### Data extracts
►

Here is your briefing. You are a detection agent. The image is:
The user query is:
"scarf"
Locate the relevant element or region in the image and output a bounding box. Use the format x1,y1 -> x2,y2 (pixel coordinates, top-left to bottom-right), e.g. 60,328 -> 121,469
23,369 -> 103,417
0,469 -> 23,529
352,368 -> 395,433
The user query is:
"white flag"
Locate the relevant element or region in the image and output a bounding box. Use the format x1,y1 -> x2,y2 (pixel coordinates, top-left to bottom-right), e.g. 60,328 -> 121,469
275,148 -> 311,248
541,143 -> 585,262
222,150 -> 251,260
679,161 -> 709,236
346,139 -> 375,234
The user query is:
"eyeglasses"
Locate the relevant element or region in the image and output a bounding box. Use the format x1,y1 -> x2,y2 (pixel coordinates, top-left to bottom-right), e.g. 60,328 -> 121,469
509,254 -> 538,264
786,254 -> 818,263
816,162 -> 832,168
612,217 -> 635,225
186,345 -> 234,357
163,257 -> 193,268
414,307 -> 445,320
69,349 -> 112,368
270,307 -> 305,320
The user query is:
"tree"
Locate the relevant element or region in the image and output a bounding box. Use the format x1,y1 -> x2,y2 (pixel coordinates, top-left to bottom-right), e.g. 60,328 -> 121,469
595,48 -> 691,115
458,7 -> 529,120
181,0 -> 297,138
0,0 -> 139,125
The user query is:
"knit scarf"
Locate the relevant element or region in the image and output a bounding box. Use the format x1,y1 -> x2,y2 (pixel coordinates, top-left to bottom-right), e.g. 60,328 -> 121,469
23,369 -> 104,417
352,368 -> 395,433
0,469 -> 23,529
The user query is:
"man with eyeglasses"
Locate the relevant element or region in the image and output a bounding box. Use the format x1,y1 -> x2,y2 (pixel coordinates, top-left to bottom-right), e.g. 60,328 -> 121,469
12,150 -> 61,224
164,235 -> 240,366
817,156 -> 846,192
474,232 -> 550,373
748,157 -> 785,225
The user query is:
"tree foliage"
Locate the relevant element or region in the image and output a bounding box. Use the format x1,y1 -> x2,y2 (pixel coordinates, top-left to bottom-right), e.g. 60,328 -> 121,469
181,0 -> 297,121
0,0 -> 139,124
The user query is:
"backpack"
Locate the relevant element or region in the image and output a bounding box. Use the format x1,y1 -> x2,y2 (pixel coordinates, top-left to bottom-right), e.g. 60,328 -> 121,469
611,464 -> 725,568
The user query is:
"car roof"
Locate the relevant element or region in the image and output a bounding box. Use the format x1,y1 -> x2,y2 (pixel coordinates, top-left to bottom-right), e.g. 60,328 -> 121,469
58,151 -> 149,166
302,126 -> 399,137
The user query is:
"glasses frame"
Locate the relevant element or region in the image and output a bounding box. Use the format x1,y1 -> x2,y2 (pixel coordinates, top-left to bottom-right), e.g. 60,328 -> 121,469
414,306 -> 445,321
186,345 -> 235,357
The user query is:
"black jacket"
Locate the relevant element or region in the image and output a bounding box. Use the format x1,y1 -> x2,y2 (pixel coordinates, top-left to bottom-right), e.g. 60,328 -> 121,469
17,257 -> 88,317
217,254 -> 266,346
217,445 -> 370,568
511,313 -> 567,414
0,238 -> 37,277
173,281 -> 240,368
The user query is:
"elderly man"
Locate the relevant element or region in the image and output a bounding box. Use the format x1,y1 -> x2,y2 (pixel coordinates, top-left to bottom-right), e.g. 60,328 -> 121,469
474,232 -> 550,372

◄

Each entry is to be output exactly as it was written.

### Answer to this problem
Here is your briefing. You are a detection agent. The image is:
The user query is:
"scarf"
Locate the relevant element or region in the image and output a bounding box. Use the format x1,y1 -> x2,y2 (pixel coordinates, top-left to bottom-right), e.g. 60,328 -> 121,469
23,369 -> 103,417
0,469 -> 23,529
352,368 -> 395,433
The user query is:
"white flag"
Locate the relevant element or region in the image and output a bounding box. Use the format x1,y1 -> x2,y2 (pixel coordinates, top-left to bottom-right), e.g. 60,328 -> 121,469
275,148 -> 311,248
541,143 -> 585,262
222,150 -> 251,260
679,161 -> 709,236
346,139 -> 375,234
The user query is:
"eyeglasses"
Locate the relevant element or region in the image and output a bounding box. Use the format x1,y1 -> x2,y2 (pixel coordinates, top-left to bottom-right), e.g. 60,328 -> 121,469
509,254 -> 538,264
786,254 -> 818,263
816,162 -> 832,168
612,217 -> 635,225
186,345 -> 234,357
163,257 -> 193,268
414,307 -> 445,320
69,349 -> 112,368
270,307 -> 305,320
The user query is:
"tree"
Locate the relevant element or region in the image and output a bounding box. Use the format x1,y1 -> x2,y2 (pixel coordinates, top-left to bottom-right), e.g. 60,328 -> 121,469
595,48 -> 691,115
458,7 -> 529,120
181,0 -> 297,138
0,0 -> 139,125
The user query is:
"knit scarf"
Locate the relevant element or region in the image and output a bounding box. Use the format x1,y1 -> x2,y2 (pixel coordinates, top-left to bottom-right), e.g. 60,328 -> 121,469
23,369 -> 104,417
352,368 -> 395,433
0,469 -> 23,529
The user query is:
"man with eyeglasses"
Locate the relevant element or region in the image and output a bounding box. Use the format x1,y1 -> x2,y2 (pixel coordinates, top-left to bottom-right), e.g. 60,328 -> 121,469
12,150 -> 61,224
164,235 -> 240,366
817,156 -> 846,192
474,232 -> 550,373
748,157 -> 785,225
The user query is:
"tree foliage"
Locate the relevant element or region in the image and output a bounding box. Use the format x1,y1 -> x2,y2 (pixel coordinates, top-left to bottom-right), e.g. 60,328 -> 121,469
181,0 -> 297,121
0,0 -> 139,124
The user query is:
"backpack"
Locate the relevant element or region in the image and output a bounding box. Use the format x1,y1 -> x2,y2 (pixel coordinates, top-left to bottom-right), e.g. 60,328 -> 121,469
611,464 -> 725,568
The user query is:
"car roof"
Locate the relevant element or region in the image and output a bounding box. Use the format x1,y1 -> x2,y2 (pixel coordinates, top-left to bottom-right), e.g. 60,328 -> 121,469
58,151 -> 149,166
302,126 -> 399,137
The user query is:
"glasses frame"
Locate the relevant element or region in the image and output a bounding box. Use the format x1,y1 -> x2,y2 (pixel coordinates, top-left to bottom-right), e.g. 60,328 -> 121,469
414,306 -> 445,321
186,345 -> 235,357
The user query is:
"black jacket"
Locate the relevant element or region in the image and output a bounding box. Use the format x1,y1 -> x2,y2 (pixel coordinates, top-left to bottom-right), e.g. 60,328 -> 121,469
17,257 -> 88,317
217,254 -> 266,346
217,445 -> 370,568
511,313 -> 567,414
0,238 -> 37,277
173,281 -> 240,368
The user query is:
"elderly man"
Locate the relevant element or region in the image and output a bounding box. Use the format x1,y1 -> x2,y2 (pixel coordinates, top-left to bottom-right), e.g. 60,328 -> 121,469
474,232 -> 550,372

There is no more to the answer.